◆ Objective: Reproduce the passage of the enterprise public cloud tips text from "What have GE, Citigroup, FedEx, Bank" up to and including "evolve their platforms.", keeping every word and mark identical.

◆ Text shown:
══════════════════════════════

10 tips from the front lines of enterprise public cloud use

This is how GE, FedEx, Bank of America, JP Morgan Chase and Morgan Stanley use the cloud

What have GE, Citigroup, FedEx, Bank of America, Intuit, Gap, Kaiser Permanente, Morgan Stanley and JP Morgan Chase learned from using the public cloud?

A group of representatives from each of these companies has worked for the past six months with the Open Networking User Group (ONUG) to develop a whitepaper exploring challenges of using hybrid cloud. ONUG’s Hybrid Cloud Working Group (HCWG) includes not only valuable tips from their experiences using the cloud, but also a wish-list of how these enterprises would like vendors to evolve their platforms.

Here are 10 tips:

1. Categorize apps into low, medium and high risk tiers

Which apps should move to the cloud? Before answering that question you need to classify your apps to know what you have. The HCWG recommends the following categorization of low, medium, medium+ and high security tier apps.

Applications with the highest security risk should have the more stringent security protocols. Low risk data includes public or non-sensitive information such as customer-facing data. Medium risk data – such as ERP systems and business management applications, but not ones that include intellectual property or patent data - can go to the public cloud with extra security precautions. Medium+ apps are categorized as data with government controlled unclassified data or data subject to strict regulatory compliance issues. High-risk apps are not recommended to use in the public cloud; this includes information such as patents, critical business process and sensitive financial information.

2. Use a cloud broker

Once an organization has determined which apps are appropriate for the public cloud, the next challenge is getting them there. An organization can access public cloud resources from any internet connection. ONUG member companies recommend using a cloud broker or “man-in-the-middle,” though, for two reasons: security (what the HCWG calls exploit mitigation) and improved performance. A cloud broker is typically a collocation provider that provides access points to multiple public cloud providers. Example vendors include Equinix, AT&T, Verizon and Sprint.

══════════════════════════════

◆ Information provided:
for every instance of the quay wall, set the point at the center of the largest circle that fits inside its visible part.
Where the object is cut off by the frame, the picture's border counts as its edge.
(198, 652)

══════════════════════════════

◆ Reply:
What have GE, Citigroup, FedEx, Bank of America, Intuit, Gap, Kaiser Permanente, Morgan Stanley and JP Morgan Chase learned from using the public cloud?

A group of representatives from each of these companies has worked for the past six months with the Open Networking User Group (ONUG) to develop a whitepaper exploring challenges of using hybrid cloud. ONUG’s Hybrid Cloud Working Group (HCWG) includes not only valuable tips from their experiences using the cloud, but also a wish-list of how these enterprises would like vendors to evolve their platforms.